-- START Page text --

Thanks for linking these patents Marco!
I know you pointed me to them earlier, but I'll admit I hadn't read the one on shared registers, and that's a really smart idea IMO. I wonder what their average savings in real-world shaders are...
the throughput of 2nd MUL( which perform on sfu ) on g80/g83 is 4 cycle, and 1 cycle on g86
As indicated in that patent, there are two theoretical limitations:
- If the batch size (32 for PS, 16 for VS) is equal to the warp size (16), then either the ALU or the SFU will idle. If the batch size is twice the warp size, then the scheduler has enough time to co-issue both instructions.
- Only four register operands may be collected at a time, and these need to be shared between the ALU and the SFU.
G80 seems to have serious limitations regarding reusing registers, and I doubt that's just a driver limitation. G86, on the other hand, probably has some new hardware to reuse (cache? keep last used? FIFO?) registers more intelligently so that the two pipelines may be co-issued more efficiently (and easily).
I actually did get 1.5x the MUL rate on G80, with just "r0=r0*r0;r1=r1*r1;", see this thread:
http://forum.beyond3d.com/showpost.php?p=1011976&postcount=36
My conclusion was that the hardware could reuse the same register for the SFU twice, so that it only had to read r1 once there, but that it was not capable of reusing registers in the ALU, so it had to read r0 twice. This implied that three operands per processor had to be collected for the ALU, leaving only one per clock for the SFU/MUL. As such, the SFU/MUL could only issue one instruction every two clock cycles, resulting in 1.5x throughput.
ADD+MUL could also reach 1.5x if you were smart about it iirc (I think I did that, but I'm not sure anymore; it makes sense in theory anyway, as long as the compiler doesn't optimize anything, which is a big if...) but MUL+MADD would never, ever co-issue. Instead, the performance was identical to what you would expect if the MULs co-issued with other MULs, but never with MADDs. This is because the MADD collected 4 operands per clock cycle, no matter if they were all the same or not, so you never have any time left to fetch extra operands for the SFU.

-- END Page text --

● **What you need to do**
- A) Copy everything in the thread about MUL co-issue on G80 and G86 from "G80 seems to" down to "efficiently (and easily).".
- B) For each statement, say whether the thread about MUL co-issue on G80 and G86 agrees with it, answering yes or no and quoting the words of the thread that decide it: (i) The batch size for vertex shaders is 16. (ii) MUL and MADD co-issued on G80. (iii) The writer reached 1.5x the MUL rate on G80.
- C) Write the next part of the thread about MUL co-issue on G80 and G86, starting after its last sentence.

-- START Data section --

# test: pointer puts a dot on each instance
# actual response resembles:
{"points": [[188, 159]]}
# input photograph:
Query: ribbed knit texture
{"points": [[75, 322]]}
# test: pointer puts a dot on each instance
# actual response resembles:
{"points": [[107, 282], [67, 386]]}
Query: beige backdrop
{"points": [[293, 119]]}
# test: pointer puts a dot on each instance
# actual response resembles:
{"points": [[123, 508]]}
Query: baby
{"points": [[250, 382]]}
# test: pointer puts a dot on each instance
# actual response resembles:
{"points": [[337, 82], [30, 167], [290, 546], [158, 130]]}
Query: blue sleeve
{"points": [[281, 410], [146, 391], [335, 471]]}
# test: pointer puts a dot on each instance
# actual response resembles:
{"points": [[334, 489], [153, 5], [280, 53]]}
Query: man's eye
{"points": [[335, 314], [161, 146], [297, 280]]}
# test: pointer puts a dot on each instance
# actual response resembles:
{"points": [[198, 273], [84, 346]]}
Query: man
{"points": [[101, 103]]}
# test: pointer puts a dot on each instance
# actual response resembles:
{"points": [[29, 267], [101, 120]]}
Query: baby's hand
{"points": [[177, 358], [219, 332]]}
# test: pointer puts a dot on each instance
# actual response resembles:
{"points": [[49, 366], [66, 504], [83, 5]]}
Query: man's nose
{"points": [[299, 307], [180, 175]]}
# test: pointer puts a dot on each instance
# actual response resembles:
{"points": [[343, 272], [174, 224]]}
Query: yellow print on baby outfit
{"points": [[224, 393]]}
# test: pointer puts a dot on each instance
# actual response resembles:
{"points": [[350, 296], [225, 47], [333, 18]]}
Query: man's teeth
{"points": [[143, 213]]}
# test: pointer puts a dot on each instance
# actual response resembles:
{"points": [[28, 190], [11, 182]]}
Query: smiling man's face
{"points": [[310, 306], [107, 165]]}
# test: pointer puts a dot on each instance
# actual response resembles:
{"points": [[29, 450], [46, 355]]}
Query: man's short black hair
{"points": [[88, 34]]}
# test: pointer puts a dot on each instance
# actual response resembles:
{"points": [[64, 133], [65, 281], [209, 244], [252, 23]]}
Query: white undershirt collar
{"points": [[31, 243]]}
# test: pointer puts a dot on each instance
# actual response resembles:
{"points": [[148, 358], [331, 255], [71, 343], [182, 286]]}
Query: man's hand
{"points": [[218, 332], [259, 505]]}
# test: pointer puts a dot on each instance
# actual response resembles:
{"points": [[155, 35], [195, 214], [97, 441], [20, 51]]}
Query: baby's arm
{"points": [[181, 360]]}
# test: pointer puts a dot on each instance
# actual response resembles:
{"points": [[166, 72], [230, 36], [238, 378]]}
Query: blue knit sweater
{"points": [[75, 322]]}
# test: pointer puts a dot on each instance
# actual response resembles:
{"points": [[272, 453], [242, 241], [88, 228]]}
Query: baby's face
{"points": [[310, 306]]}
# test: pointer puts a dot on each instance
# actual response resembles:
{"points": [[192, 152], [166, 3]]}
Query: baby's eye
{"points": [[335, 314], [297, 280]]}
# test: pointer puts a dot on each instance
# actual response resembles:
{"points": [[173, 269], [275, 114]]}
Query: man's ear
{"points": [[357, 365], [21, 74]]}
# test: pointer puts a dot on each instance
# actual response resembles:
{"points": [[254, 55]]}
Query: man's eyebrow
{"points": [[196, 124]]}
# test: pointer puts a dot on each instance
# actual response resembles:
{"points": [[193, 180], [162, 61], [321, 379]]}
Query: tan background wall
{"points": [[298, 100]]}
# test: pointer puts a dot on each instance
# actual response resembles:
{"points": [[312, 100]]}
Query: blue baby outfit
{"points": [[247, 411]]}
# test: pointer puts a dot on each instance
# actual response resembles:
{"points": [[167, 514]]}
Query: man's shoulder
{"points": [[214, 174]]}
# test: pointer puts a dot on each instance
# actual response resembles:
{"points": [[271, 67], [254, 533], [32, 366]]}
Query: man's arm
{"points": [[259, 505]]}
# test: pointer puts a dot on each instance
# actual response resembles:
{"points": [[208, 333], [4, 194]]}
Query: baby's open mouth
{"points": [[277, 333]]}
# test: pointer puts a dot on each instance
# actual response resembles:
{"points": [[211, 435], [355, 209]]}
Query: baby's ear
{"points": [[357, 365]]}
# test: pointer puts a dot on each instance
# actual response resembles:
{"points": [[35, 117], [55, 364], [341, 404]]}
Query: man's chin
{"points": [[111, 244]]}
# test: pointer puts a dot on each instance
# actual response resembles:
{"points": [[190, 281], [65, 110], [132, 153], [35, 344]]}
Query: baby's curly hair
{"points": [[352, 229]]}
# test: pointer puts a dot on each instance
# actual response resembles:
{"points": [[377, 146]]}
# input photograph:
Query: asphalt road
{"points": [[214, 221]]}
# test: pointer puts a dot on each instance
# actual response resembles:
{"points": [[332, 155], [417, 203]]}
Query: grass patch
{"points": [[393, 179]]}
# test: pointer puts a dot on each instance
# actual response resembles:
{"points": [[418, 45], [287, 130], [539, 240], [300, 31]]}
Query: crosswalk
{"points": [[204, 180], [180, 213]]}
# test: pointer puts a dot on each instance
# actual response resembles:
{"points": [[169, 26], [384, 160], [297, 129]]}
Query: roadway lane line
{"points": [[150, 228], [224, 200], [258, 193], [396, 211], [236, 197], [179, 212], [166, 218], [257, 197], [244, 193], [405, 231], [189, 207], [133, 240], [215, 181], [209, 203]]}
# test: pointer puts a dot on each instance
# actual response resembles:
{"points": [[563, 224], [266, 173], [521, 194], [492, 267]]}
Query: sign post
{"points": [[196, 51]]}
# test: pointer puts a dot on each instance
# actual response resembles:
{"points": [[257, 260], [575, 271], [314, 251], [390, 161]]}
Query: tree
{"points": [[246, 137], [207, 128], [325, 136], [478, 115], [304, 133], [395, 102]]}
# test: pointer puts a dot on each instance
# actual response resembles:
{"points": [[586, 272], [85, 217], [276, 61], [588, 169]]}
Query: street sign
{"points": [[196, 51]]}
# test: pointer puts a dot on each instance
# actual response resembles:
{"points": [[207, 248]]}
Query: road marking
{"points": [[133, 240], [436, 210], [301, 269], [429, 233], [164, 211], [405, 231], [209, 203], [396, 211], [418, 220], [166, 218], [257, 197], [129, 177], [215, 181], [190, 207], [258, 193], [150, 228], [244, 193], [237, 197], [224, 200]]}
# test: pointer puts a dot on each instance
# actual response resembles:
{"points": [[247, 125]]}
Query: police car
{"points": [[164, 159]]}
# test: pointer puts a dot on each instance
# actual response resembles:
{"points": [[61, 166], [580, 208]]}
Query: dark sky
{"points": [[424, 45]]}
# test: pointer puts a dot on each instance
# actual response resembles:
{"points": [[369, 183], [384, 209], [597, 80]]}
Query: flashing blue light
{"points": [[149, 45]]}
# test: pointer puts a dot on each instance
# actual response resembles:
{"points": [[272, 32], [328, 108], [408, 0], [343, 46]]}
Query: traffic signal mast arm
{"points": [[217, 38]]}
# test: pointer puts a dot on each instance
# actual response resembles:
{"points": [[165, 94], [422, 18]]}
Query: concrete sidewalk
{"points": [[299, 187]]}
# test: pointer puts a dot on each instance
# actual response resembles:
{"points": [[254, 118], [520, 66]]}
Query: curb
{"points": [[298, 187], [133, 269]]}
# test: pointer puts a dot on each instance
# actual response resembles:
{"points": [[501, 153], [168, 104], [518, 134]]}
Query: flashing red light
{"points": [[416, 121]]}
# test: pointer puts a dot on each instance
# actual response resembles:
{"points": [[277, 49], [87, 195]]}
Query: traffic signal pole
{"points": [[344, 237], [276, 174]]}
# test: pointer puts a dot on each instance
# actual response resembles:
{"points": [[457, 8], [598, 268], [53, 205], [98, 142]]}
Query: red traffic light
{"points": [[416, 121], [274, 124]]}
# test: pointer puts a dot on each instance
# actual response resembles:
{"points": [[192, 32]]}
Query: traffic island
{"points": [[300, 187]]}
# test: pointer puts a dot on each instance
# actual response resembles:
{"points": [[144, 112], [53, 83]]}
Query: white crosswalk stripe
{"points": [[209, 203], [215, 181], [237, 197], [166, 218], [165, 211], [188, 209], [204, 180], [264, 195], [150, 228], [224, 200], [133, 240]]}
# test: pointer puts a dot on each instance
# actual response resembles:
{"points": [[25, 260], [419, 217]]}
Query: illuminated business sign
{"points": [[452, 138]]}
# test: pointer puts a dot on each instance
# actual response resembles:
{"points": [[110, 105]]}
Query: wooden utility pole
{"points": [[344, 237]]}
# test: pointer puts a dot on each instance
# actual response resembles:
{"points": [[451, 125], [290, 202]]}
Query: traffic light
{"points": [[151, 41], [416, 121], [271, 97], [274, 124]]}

-- END Data section --

● **Per-task outputs**
- A)
G80 seems to have serious limitations regarding reusing registers, and I doubt that's just a driver limitation. G86, on the other hand, probably has some new hardware to reuse (cache? keep last used? FIFO?) registers more intelligently so that the two pipelines may be co-issued more efficiently (and easily).

- B) (i) Yes: "16 for VS". (ii) No: "MUL+MADD would never, ever co-issue". (iii) Yes: "I actually did get 1.5x the MUL rate on G80".

- C)
Considering the results on G86, my guess is they're implementing something to keep previous registers somewhere so they don't need to be refetched from the traditional register file too fast. For example, it would be perfectly possible to not write results to the register file if they are used in the next instruction, and not afterwards. Then you can just chain the two, and save TWO operand operations (one read, one write...)
There are a lot of possibilities however, so I won't try guessing which one it really is. Fact of the matter is, however, that it doesn't surprise me much that the MUL is fully exposed on G86: as it is, for the Pixel Shader on G80, it really does look like only a register file limitation. A smarter compiler could probably reach >= 1.0x MUL in a bunch of cases, but could still never dream of reaching G86's average MUL throughput.
P.S.: Do you know what I would like to see in G9x? MUL *or* ADD in the SFU. MADD might not be desirable for datapath reasons, but the ADD FPU itself should be very cheap. This certainly would make that unit even more interesting...
P.P.S.: Sorry for the long post, just running some benchmarks in the background and I thought it was a good time/thread to spill everything I've speculatively concluded about this so far, sooo...!